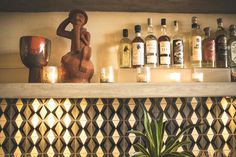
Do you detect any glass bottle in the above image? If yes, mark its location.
[120,29,131,68]
[132,25,144,68]
[215,18,228,68]
[173,21,184,68]
[228,25,236,67]
[158,18,171,68]
[145,18,157,67]
[190,17,202,67]
[202,27,216,67]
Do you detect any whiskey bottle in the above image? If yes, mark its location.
[202,27,216,67]
[120,29,131,68]
[190,17,202,67]
[215,18,228,68]
[228,25,236,67]
[132,25,144,68]
[172,21,184,68]
[145,18,157,67]
[158,18,171,68]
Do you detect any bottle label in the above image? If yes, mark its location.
[120,44,131,67]
[173,39,184,64]
[146,40,157,55]
[203,40,216,62]
[192,36,202,61]
[147,55,157,64]
[230,41,236,63]
[160,41,170,55]
[132,42,144,65]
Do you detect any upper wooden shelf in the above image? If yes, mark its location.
[0,0,236,13]
[0,82,236,98]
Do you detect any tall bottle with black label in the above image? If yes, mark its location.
[132,25,144,68]
[120,29,131,68]
[145,18,157,67]
[158,18,171,68]
[172,21,184,68]
[215,18,228,68]
[228,25,236,67]
[190,17,202,67]
[202,27,216,68]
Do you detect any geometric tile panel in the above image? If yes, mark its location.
[0,97,236,157]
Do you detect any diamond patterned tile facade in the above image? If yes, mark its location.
[0,97,236,157]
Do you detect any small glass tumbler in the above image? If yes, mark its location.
[100,66,114,83]
[137,67,151,83]
[42,66,60,83]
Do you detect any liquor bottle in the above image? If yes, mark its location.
[132,25,144,68]
[172,21,184,68]
[228,25,236,67]
[145,18,157,67]
[190,17,202,67]
[158,18,171,67]
[202,27,216,67]
[215,18,228,68]
[120,29,131,68]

——————

• [Work to complete]:
Please copy the data above without any change, from the line that contains "Do you detect any bottle" through the line that contains "[0,82,236,98]", both lines included.

• [Result of the exercise]:
Do you detect any bottle label in the above image? If yes, mark its location.
[120,44,131,67]
[173,39,184,64]
[146,40,157,55]
[203,40,216,62]
[192,36,202,61]
[147,55,157,64]
[230,41,236,63]
[160,41,170,55]
[132,42,144,65]
Do you detect any upper wooden shelf in the above image? If yes, mark its location.
[0,0,236,13]
[0,82,236,98]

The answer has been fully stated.